◆ KURZE AUFGABE 1 ◆
Beantworte zum Text über die Proteste in São Paulo diese Fragen:
(a) Wie viel Prozent mehr Lohn verlangt das U-Bahn-Personal?
(b) Wie heißt das Stadion, in dem Sepp Blatter und Dilma Rousseff Platz nehmen?
(c) Welche zwei Worte haben Gegner auf eines der Hochhäuser gemalt?
◆ KURZE AUFGABE 2 ◆
Schreib im Text über die Proteste in São Paulo die Stelle von „São Paulo. .“ bis „acht Prozent an.“ neu und setz dabei „zehn Prozent“ an die Stelle von „acht Prozent“.
◆ KURZE AUFGABE 3 ◆
Führ den Text über die Proteste in São Paulo nach seinem letzten Satz weiter.

◆ ANGEZEIGTER TEXT ◆
--

São Paulo. . Ausgerechnet rund um das Stadion von São Paulo, in dem am Donnerstag die Fußball-Weltmeisterschaft eröffnet wird, gibt es Proteste und jede Menge verärgerte Menschen. Das U-Bahn-Personal fordert 12,8 Prozent mehr Lohn, die Stadt bietet nur acht Prozent an.

Wenn Fifa-Chef Sepp Blatter und Brasiliens Präsidentin Dilma Rousseff am Donnerstag auf der Ehrentribüne im Estadio Itaquerão von São Paulo Platz nehmen, sollten sie den Kopf nicht zu weit nach rechts wenden. Auf einem der Hochhäuser, die neben dem Stadion des WM-Eröffnungsspiels stehen, haben Gegner weithin sichtbar zwei Worte gemalt: „Fucking Cup“ steht da in holprigem Englisch zu lesen, aber die Botschaft ist dennoch klar. „Wir wollen Eure WM nicht“.

--

◆ DATENAUSZUG ◆

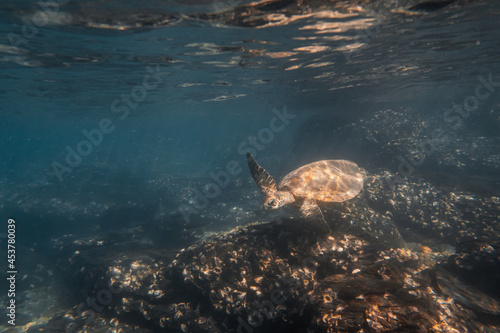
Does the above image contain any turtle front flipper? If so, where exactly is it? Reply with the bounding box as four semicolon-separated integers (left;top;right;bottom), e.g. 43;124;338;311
247;152;278;195
300;199;332;234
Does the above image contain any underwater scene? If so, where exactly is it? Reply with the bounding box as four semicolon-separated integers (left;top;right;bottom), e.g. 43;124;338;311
0;0;500;333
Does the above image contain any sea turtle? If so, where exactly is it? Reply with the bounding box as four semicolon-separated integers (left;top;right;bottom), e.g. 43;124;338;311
247;152;365;230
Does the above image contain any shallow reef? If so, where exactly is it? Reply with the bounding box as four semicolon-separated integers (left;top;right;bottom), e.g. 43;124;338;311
28;214;500;332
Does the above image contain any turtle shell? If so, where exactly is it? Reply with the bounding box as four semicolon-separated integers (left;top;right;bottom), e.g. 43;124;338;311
278;160;365;202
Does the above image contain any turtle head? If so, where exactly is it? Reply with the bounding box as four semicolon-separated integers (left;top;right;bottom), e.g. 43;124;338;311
264;191;295;209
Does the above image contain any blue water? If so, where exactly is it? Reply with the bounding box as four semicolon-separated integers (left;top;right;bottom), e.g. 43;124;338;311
0;0;500;330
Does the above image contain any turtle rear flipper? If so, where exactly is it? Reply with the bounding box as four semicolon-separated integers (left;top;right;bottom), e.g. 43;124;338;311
247;152;278;195
300;199;332;234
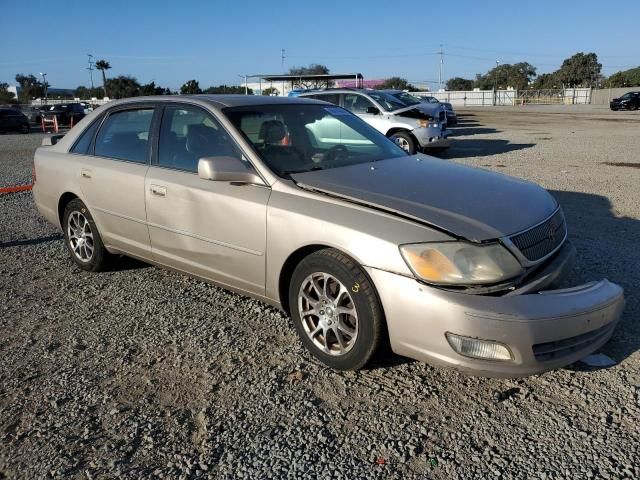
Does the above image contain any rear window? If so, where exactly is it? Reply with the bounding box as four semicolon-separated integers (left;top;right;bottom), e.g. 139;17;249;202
95;108;154;163
71;119;100;155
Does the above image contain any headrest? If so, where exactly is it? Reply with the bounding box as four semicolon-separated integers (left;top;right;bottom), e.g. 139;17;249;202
259;120;287;144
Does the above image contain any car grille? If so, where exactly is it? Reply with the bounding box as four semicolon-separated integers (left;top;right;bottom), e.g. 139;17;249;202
533;322;615;362
509;209;567;262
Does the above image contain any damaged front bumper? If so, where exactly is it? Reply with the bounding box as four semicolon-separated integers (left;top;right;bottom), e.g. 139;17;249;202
367;245;624;377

--

◆ RICHTIGE ANTWORT 1 ◆
(a) 12,8 Prozent
(b) Estadio Itaquerão
(c) „Fucking Cup“

◆ RICHTIGE ANTWORT 2 ◆
São Paulo. . Ausgerechnet rund um das Stadion von São Paulo, in dem am Donnerstag die Fußball-Weltmeisterschaft eröffnet wird, gibt es Proteste und jede Menge verärgerte Menschen. Das U-Bahn-Personal fordert 12,8 Prozent mehr Lohn, die Stadt bietet nur zehn Prozent an.

◆ RICHTIGE ANTWORT 3 ◆
Vermutlich bleibt den Ehrengästen bei der WM-Eröffnung der Blick auf die Schmähung erspart, denn die 38 Millionen Reais (12 Millionen Euro) teuren Behelfstribünen, mit denen die Kapazität des Stadions auf 61 600 Zuschauer aufgestockt wird, versperren den Blick auf die Wohnhäuser.

Proteste und Streiks gehen weiter

Aber während zwei Tage vor dem Anpfiff der WM mit der Partie zwischen Brasilien und Kroatien am „Itaquerão“ die letzten Nägel eingeschlagen werden, gehen Proteste und Streiks in der brasilianischen Metropole weiter. Schon jetzt ist sicher: Auch der Auftakt des Sport-Spektakels wird von Nebengeräuschen beschallt werden. Ureinwohner und Obdachlose wollen protestieren und auf ihre Anliegen aufmerksam zu machen.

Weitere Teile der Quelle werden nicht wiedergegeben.